What is required: Write out word for word each line from the top of the material through the line that has "Provide one point per instance of the leafy". Pictures do not go in.
━━━
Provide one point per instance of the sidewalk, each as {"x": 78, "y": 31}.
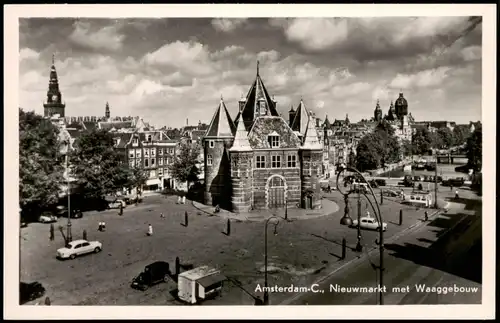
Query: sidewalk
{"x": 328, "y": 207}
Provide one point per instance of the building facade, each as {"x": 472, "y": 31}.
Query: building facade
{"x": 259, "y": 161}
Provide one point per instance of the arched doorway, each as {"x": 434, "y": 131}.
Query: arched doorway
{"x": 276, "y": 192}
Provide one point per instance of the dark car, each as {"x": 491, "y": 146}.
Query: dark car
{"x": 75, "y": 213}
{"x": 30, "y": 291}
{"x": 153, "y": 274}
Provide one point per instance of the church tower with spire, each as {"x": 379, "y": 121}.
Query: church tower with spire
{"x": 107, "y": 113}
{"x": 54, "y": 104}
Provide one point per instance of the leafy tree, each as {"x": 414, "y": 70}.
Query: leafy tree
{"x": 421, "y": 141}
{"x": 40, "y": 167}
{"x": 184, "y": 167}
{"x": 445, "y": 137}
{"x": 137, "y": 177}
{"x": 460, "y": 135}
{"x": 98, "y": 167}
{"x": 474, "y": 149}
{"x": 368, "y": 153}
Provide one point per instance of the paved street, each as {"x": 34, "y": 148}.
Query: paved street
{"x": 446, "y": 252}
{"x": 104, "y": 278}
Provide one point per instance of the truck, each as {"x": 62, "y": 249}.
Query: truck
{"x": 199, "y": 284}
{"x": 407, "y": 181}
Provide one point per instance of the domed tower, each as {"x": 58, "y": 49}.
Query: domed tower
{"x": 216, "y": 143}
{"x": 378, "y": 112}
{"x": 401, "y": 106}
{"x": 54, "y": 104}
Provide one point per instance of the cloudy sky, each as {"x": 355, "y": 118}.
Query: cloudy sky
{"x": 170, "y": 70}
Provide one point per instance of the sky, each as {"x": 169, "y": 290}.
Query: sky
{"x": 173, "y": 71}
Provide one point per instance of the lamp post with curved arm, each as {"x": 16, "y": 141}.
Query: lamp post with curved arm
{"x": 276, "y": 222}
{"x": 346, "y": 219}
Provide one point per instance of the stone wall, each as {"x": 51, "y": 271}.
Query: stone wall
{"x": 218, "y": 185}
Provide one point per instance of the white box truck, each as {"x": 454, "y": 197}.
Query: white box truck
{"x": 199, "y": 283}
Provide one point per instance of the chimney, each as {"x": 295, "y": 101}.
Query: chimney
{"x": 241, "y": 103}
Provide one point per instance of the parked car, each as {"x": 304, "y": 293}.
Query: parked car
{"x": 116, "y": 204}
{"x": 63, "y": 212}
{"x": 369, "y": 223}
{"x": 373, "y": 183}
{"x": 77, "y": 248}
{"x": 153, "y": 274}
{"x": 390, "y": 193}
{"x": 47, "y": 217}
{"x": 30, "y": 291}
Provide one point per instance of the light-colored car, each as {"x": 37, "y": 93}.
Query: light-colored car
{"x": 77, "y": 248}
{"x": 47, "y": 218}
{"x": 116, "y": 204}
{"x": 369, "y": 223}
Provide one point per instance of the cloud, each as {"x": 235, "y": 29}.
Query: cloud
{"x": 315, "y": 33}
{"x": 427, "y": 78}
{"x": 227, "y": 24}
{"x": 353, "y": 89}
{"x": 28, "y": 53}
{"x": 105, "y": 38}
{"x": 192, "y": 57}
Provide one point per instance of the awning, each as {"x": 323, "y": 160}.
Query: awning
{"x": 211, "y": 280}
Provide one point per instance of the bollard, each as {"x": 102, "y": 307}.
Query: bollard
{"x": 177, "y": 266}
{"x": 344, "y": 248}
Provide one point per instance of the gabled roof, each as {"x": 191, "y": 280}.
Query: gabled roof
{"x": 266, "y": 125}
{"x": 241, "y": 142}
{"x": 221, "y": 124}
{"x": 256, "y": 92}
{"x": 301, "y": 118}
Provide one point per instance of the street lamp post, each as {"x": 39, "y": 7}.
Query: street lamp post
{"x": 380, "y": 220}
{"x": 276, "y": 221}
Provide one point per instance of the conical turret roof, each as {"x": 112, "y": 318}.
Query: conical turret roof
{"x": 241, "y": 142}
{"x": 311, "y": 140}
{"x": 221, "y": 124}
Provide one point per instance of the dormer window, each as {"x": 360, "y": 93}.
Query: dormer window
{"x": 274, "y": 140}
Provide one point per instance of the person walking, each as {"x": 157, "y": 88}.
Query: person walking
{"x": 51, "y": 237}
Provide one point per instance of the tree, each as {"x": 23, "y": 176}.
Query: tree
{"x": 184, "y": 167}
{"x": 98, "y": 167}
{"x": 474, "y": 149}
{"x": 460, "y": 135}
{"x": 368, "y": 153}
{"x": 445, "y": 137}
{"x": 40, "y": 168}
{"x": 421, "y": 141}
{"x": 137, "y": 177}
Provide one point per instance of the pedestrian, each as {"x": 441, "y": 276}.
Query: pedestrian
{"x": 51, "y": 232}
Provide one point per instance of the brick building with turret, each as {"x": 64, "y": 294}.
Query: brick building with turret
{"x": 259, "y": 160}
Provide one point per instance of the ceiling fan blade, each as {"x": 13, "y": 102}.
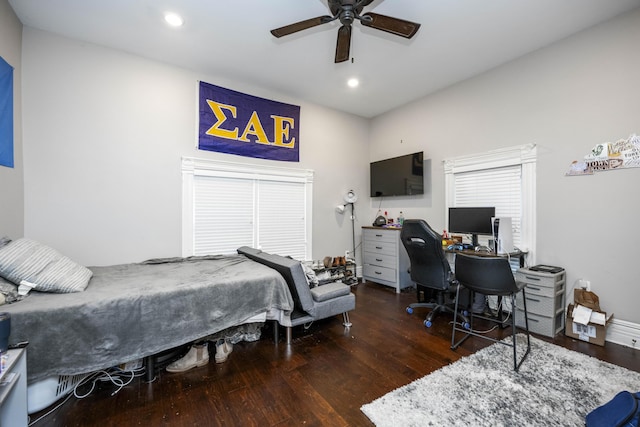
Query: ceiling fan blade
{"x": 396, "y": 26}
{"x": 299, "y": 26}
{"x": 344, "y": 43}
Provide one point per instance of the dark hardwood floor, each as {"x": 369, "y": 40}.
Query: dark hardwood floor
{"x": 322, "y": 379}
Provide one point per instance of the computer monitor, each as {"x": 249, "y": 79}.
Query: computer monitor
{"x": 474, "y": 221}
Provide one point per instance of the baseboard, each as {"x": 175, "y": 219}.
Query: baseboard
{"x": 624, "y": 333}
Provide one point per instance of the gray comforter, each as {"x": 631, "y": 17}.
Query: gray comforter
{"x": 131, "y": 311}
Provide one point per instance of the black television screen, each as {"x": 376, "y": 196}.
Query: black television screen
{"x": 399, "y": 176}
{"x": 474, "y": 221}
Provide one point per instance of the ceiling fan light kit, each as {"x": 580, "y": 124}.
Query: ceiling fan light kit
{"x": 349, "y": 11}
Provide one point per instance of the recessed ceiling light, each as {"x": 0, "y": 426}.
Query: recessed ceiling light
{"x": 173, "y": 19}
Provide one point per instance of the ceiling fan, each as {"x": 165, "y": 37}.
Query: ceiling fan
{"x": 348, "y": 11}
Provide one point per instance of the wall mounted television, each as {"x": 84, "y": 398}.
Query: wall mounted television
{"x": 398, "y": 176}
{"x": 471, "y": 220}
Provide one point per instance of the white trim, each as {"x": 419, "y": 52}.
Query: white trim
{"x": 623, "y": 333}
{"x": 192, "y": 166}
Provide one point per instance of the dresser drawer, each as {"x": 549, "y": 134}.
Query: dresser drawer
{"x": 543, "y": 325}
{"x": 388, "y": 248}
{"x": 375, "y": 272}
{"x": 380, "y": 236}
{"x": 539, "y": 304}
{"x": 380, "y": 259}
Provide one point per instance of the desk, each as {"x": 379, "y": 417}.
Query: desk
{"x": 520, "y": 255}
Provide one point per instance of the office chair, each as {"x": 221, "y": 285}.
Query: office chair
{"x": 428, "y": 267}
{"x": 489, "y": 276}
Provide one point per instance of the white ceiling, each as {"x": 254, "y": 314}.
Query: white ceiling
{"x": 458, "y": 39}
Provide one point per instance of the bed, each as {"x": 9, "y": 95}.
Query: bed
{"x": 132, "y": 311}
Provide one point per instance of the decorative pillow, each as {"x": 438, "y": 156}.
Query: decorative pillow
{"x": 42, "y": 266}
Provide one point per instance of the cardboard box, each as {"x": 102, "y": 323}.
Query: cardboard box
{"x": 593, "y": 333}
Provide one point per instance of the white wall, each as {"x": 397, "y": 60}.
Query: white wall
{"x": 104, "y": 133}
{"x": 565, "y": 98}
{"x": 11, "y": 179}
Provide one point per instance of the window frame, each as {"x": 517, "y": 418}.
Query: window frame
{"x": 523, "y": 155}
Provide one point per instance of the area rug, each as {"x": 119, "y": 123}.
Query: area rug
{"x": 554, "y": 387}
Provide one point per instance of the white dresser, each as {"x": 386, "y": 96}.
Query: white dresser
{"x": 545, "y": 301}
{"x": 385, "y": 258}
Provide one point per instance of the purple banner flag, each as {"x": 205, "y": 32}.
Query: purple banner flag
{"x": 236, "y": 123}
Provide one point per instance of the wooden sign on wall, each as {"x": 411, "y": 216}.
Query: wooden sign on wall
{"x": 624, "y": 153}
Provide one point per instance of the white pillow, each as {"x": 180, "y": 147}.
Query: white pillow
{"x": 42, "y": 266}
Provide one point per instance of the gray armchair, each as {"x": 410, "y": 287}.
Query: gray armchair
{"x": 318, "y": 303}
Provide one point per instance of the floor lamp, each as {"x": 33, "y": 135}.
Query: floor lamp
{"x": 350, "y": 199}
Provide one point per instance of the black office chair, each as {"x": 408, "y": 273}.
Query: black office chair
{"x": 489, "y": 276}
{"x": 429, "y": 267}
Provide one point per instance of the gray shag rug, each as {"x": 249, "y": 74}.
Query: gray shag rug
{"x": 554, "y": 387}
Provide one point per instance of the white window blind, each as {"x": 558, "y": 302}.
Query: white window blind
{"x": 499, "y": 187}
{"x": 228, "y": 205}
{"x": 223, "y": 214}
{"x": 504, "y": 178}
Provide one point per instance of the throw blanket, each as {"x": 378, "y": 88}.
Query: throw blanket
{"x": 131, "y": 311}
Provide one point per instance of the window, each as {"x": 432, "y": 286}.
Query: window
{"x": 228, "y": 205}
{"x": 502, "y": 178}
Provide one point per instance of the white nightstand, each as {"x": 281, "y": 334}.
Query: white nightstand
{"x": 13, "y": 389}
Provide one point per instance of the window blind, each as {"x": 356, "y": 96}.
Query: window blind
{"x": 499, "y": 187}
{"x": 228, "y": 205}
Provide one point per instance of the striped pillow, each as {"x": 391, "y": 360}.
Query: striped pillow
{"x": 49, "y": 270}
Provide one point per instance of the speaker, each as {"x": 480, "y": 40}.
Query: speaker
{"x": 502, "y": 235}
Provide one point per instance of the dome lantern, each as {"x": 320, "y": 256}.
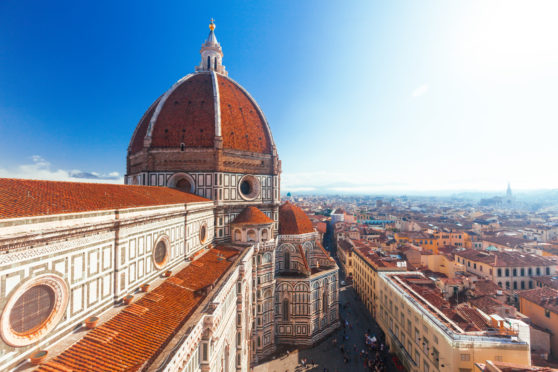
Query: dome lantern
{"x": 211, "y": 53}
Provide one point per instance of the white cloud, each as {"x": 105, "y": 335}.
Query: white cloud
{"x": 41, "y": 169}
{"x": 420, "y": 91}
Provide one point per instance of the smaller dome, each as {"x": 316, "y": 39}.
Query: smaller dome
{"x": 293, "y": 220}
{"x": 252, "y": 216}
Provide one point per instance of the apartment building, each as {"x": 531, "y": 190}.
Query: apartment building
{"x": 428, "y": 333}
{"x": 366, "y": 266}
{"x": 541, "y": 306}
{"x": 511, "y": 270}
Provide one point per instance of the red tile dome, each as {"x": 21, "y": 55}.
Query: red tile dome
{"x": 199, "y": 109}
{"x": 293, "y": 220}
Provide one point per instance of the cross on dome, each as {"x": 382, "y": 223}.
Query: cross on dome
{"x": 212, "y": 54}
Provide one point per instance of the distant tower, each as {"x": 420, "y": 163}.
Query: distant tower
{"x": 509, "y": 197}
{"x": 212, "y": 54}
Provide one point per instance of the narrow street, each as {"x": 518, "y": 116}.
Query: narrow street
━━━
Problem solution:
Provide one point per instance of the sidewalk, each as {"x": 78, "y": 31}.
Query: sidewalk
{"x": 328, "y": 207}
Provide one point per instance of the building facade, each as {"x": 472, "y": 31}.
Query: building facade
{"x": 259, "y": 161}
Provide one point per instance of the arched doorway, each as {"x": 434, "y": 131}.
Query: arched doorway
{"x": 276, "y": 192}
Provide one point per instance of the dark car, each as {"x": 491, "y": 146}.
Query: dark car
{"x": 75, "y": 213}
{"x": 30, "y": 291}
{"x": 153, "y": 274}
Provide one point per instance of the church tower with spire, each as {"x": 379, "y": 121}.
Query: church tower with spire
{"x": 107, "y": 113}
{"x": 54, "y": 104}
Provide one point per instance of the leafy tree, each as {"x": 414, "y": 70}.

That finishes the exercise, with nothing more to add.